#### [Task statement]
Return the lines from the start of the records through the line containing "rough mask: <svg", character for character, with both ends included.

#### [Given data]
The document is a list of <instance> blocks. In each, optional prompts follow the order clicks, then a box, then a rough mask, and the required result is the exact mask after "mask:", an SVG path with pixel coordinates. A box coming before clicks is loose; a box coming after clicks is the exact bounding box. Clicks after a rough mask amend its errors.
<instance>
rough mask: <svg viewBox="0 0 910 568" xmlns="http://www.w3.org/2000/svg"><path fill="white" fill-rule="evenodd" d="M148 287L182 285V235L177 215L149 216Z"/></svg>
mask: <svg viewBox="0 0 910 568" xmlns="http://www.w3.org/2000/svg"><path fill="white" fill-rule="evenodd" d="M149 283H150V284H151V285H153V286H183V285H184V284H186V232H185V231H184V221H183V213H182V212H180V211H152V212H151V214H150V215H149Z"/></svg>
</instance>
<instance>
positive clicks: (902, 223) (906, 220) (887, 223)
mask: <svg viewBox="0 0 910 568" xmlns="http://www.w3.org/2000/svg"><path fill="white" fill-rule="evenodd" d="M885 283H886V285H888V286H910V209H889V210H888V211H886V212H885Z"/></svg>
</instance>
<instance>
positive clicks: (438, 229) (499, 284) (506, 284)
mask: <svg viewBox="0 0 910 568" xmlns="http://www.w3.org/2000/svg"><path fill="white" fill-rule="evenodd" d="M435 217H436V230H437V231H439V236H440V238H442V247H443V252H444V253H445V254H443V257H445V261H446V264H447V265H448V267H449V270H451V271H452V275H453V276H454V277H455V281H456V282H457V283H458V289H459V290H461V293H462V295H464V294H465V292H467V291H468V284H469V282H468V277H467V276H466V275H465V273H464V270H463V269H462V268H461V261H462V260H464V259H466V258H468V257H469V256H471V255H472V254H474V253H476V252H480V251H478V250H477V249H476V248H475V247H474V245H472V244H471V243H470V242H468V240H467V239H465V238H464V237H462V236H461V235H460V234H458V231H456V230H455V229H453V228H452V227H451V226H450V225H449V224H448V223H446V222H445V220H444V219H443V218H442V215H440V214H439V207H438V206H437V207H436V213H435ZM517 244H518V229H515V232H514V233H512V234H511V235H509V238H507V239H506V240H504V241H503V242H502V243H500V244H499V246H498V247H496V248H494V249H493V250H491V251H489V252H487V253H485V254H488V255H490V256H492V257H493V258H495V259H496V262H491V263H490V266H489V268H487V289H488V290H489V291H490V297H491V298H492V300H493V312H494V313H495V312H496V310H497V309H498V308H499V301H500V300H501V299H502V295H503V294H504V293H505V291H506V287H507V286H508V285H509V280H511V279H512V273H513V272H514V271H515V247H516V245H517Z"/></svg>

#### [Result for this task]
The document is a list of <instance> blocks. In each, optional prompts follow the order clicks, then a box, then a rough mask, and the required result is the exact mask after "mask:", an SVG path with pixel coordinates. A box coming before clicks is loose; a box coming after clicks is the exact bounding box. Clicks after a rough mask amend its errors.
<instance>
rough mask: <svg viewBox="0 0 910 568" xmlns="http://www.w3.org/2000/svg"><path fill="white" fill-rule="evenodd" d="M148 287L182 285V235L177 215L149 216Z"/></svg>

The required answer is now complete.